• 제시된 문제
목록의 줄을 모두 다시 적되 "detector"만 "finder"로 고치고 나머지는 그대로 두세요. 답에서 사진은 빼세요.
^^^^^^^^^^^^^^^^
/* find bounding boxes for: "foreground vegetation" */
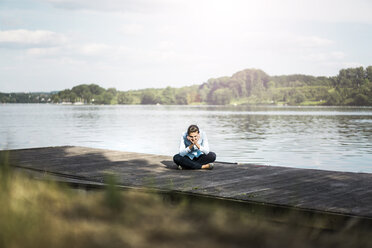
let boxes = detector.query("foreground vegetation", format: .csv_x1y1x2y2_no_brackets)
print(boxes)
0,66,372,106
0,152,372,248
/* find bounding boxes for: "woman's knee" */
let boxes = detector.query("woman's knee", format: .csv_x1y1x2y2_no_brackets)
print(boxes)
173,154,181,164
208,152,217,162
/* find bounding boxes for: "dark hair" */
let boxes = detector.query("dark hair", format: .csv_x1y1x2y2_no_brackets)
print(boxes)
187,125,199,134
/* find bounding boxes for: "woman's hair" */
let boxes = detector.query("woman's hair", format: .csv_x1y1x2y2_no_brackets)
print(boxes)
187,125,199,134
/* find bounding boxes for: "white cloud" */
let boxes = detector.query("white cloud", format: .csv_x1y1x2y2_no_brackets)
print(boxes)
295,36,334,47
119,23,144,35
0,29,67,48
41,0,181,13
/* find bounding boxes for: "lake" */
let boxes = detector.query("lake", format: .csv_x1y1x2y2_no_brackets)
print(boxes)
0,104,372,173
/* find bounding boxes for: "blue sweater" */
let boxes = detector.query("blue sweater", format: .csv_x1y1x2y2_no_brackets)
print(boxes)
180,130,209,159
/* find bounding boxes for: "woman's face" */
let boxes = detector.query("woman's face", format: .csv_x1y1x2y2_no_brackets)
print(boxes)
189,132,199,142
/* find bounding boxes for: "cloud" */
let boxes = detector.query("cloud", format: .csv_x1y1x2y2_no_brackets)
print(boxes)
41,0,180,12
295,36,334,48
302,51,345,62
0,29,67,48
119,23,144,35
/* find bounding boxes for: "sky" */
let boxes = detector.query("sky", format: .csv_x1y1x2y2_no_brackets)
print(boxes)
0,0,372,92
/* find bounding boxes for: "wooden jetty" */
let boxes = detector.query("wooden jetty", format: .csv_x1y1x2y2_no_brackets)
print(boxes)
4,146,372,219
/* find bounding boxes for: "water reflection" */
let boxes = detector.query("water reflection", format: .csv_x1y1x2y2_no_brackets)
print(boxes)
0,104,372,172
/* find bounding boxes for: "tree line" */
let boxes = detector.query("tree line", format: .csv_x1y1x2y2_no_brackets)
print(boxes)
0,66,372,106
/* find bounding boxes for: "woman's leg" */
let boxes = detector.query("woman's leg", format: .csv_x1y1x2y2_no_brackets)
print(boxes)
194,152,216,165
173,154,202,169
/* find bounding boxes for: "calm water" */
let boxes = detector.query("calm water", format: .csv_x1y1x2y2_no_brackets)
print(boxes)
0,104,372,173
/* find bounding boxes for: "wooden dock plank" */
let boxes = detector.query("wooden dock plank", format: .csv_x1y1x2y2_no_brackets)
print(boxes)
5,146,372,218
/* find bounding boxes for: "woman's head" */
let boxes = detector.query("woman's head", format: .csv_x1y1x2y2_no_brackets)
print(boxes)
187,125,199,135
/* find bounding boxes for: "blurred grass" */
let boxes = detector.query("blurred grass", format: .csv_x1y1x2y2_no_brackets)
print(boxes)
0,150,372,248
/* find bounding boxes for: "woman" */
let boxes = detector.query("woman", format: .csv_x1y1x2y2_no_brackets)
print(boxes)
173,125,216,170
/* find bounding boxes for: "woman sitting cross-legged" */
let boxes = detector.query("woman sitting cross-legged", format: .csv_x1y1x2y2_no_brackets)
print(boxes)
173,125,216,170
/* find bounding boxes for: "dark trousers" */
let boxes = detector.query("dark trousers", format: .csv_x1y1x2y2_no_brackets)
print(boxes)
173,152,216,169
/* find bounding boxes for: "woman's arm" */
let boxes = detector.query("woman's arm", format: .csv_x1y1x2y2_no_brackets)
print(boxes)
180,136,193,157
198,132,209,154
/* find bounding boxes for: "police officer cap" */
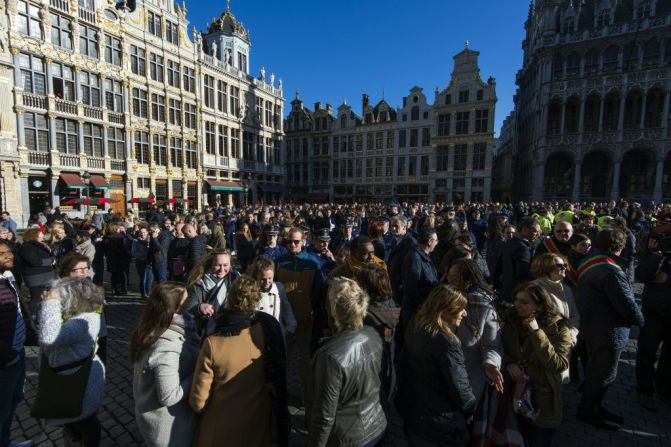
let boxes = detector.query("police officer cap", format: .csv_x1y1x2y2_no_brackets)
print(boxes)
317,228,331,242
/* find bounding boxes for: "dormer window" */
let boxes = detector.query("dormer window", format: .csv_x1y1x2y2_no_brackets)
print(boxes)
562,17,573,34
635,1,652,20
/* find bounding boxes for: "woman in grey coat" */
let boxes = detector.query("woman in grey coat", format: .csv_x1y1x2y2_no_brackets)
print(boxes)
447,259,503,399
38,277,105,447
130,282,200,447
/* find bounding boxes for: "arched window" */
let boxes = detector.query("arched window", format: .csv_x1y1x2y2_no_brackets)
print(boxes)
585,48,599,76
566,51,580,78
643,37,660,67
603,45,620,73
622,42,639,70
552,55,564,79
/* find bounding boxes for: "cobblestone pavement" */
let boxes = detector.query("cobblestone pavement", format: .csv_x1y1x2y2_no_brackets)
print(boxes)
12,278,671,447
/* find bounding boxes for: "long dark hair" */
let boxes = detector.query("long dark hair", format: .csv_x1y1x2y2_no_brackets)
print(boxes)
130,281,186,362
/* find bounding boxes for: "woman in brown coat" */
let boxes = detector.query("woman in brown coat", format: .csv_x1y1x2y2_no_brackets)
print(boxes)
189,275,289,447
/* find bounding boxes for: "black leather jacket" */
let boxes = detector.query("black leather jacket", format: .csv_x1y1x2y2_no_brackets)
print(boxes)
307,326,387,447
396,320,476,446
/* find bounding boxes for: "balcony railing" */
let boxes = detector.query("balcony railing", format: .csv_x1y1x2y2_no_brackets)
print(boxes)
111,160,126,171
56,98,77,115
86,157,105,169
60,154,79,168
84,106,103,120
79,5,96,23
49,0,70,12
107,112,124,124
23,93,47,109
28,152,51,166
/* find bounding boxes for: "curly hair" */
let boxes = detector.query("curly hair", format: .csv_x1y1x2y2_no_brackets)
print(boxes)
186,248,231,288
219,275,261,313
355,264,392,301
247,256,275,278
327,276,369,332
58,251,91,278
414,284,468,343
51,276,105,316
130,281,186,362
513,282,557,321
531,253,569,278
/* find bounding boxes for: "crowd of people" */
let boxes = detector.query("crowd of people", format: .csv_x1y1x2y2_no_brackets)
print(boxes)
0,201,671,447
^^^^^^^^^^^^^^^^
• 이 문제의 풀이
/* find bounding boxes for: "foreground vegetation" */
let boxes = finder.query("foreground vegetation", format: .csv_x1y1x2y2_no_brackets)
print(boxes)
0,66,372,106
0,152,372,248
/* find bounding boxes for: "woman's knee" */
let boxes = finder.query("woman's knee", format: .csv_x1y1x2y2_no_brackets)
print(boxes)
173,154,181,164
208,152,217,162
/* find bounding boxes for: "dark hair" */
let boxes = finder.query("dark hair", format: .csv_x1y1x2y2_no_brackets)
print(boxes)
187,125,199,134
/* find bounding boxes for: "woman's hair" */
let boxes = finder.query("woman's hair", format: .csv_x1y1x2y2_no_brackets)
print(boxes)
187,125,199,134
/* find bounding boxes for: "white cloud" */
let boxes = finder.query("white cloud", format: .csv_x1y1x2y2_no_brackets)
print(boxes)
295,36,334,47
119,23,144,35
0,29,67,48
41,0,181,13
/* find bounding boxes for: "lake" */
let boxes = finder.query("lake", format: .csv_x1y1x2y2_no_brackets)
print(boxes)
0,104,372,173
/* find bounding boxes for: "blue sweater" */
let boxes = finder.query("blue sweater", format: .csv_x1y1x2y2_no_brackets)
print(boxes)
180,130,209,159
/* find bounding boxes for: "woman's face" */
let boxes = finder.query("woman's face", format: .csv_x1y1x2y2_no_brackets)
print(boxes)
189,132,199,142
/* find bounding boxes for: "cloud" */
let boxes = finder.query("cloud", format: .csv_x1y1x2y2_no_brackets)
print(boxes)
41,0,180,12
295,36,334,48
302,51,345,62
0,29,67,48
119,23,144,35
/* find bounding boxes for: "sky" */
let boxes = finder.query("sky", format: .csv_x1y1x2y2_no_brackets)
print(boxes)
0,0,372,92
/* find bounding boxes for: "wooden jetty" */
let boxes = finder.query("wooden jetty", format: .csv_x1y1x2y2_no_brackets)
print(boxes)
4,146,372,219
/* find bounding boxes for: "water reflection" */
let boxes = finder.query("water reflection", format: .csv_x1y1x2y2_no_brackets)
print(boxes)
0,104,372,172
/* find bounding boxes for: "tree line" */
let boxes = finder.query("tree line", format: .csv_x1y1x2y2_no_brackets)
print(boxes)
0,66,372,106
/* find bounding boxes for: "woman's leg" */
let boxes = finder.query("woman's leg", format: .csv_x1y1x2y2_no_brackets)
print(boxes)
194,152,216,165
173,154,202,169
/* find bounding boxes for: "calm water" */
let boxes = finder.query("calm water", format: .csv_x1y1x2y2_no_brackets)
print(boxes)
0,104,372,173
/* find bounding boxes for: "wooden dock plank" */
let boxes = finder.query("wooden dock plank", format: .csv_x1y1x2y2_no_brackets)
print(boxes)
5,146,372,218
/* find bounding boxes for: "woman's head" */
let boxes = finder.query("woman's head", format: .csv_x1y1x2y2_no_brackets)
print(boxes)
187,125,199,135
/* find bounding boxes for: "blurred grass" */
let boxes = finder.query("blurred grass", format: .csv_x1y1x2y2_no_brackets)
print(boxes)
0,150,372,248
/* find bounding boxes for: "woman" */
let boxes = finder.query("woman", format: .csv_x1y1x2y2_no_brackets)
print(boxes)
173,125,216,170
/* find bounding boxes for: "woman sitting cross-legged" */
let boxes = finder.query("woman sitting cross-legged", format: .csv_x1y1x2y2_no_brackets)
print(boxes)
173,125,216,170
/* find bounding boxes for: "dark trousers" */
let boxes = finder.query("dark trousers", format: .csv_x1y1x2y2_no_brackets)
print(boxes)
173,152,216,169
/* find bounding boxes for: "woman's arm" */
let boxes = finder.query("woman's arm", format: .csv_x1y1x2y2_no_brackets)
print(boxes)
180,136,193,157
198,132,209,154
/* find bounding boxes for: "police officer cap" */
let boxes = finder.query("police officer cap", format: .csv_x1y1x2y2_no_brackets)
print(boxes)
317,228,331,242
/* find bounding boxes for: "dormer window" */
let boxes = finder.query("dormer window", format: .csv_x1y1x2y2_no_brackets)
print(boxes)
562,17,573,34
635,1,652,20
/* find bounding boxes for: "woman in grey coat" */
let boxes = finder.query("woman in grey coat", format: .csv_x1y1x2y2_no_brackets)
print(boxes)
447,259,503,399
38,277,105,447
130,282,200,447
/* find bounding boxes for: "arched window" */
let boxes = finder.query("arched window", format: .csv_x1y1x2y2_no_brackets)
print(boxes)
585,48,599,76
566,51,580,78
643,37,660,67
603,45,620,73
622,42,639,70
552,55,564,79
/* find bounding boxes for: "cobblestone pavement" */
let boxes = finder.query("cobblestone pavement", format: .csv_x1y1x2y2_no_brackets)
print(boxes)
12,278,671,447
/* find bounding boxes for: "long dark hair" */
let boxes = finder.query("long dark hair", format: .csv_x1y1x2y2_no_brackets)
print(boxes)
130,281,186,362
/* find bounding boxes for: "woman in brown coat" */
let boxes = finder.query("woman in brown coat", format: .csv_x1y1x2y2_no_brackets)
print(boxes)
189,275,289,447
/* find bounding boxes for: "black leather jacket" */
let boxes = finder.query("black leather jacket", format: .csv_x1y1x2y2_no_brackets)
print(boxes)
307,326,387,447
396,320,476,446
/* find bounding boxes for: "balcony railing" */
let boxes = finder.query("balcony railing", format: .csv_x1y1x2y2_no_brackets)
print(boxes)
111,160,126,171
56,98,77,115
86,157,105,169
60,154,79,168
84,106,103,120
79,5,96,23
49,0,70,12
107,112,124,124
23,93,47,109
28,152,51,166
/* find bounding boxes for: "curly hair" */
let boxes = finder.query("curly hair", format: .csv_x1y1x2y2_no_brackets)
print(boxes)
186,248,231,288
219,275,261,313
355,264,392,301
247,256,275,278
327,276,369,332
58,251,91,278
414,284,468,343
51,276,105,316
130,281,186,362
513,282,557,321
531,253,569,278
/* find bounding boxes for: "crowd of people" */
let boxes = finder.query("crowd of people", format: .csv_x1y1x2y2_no_brackets)
print(boxes)
0,201,671,447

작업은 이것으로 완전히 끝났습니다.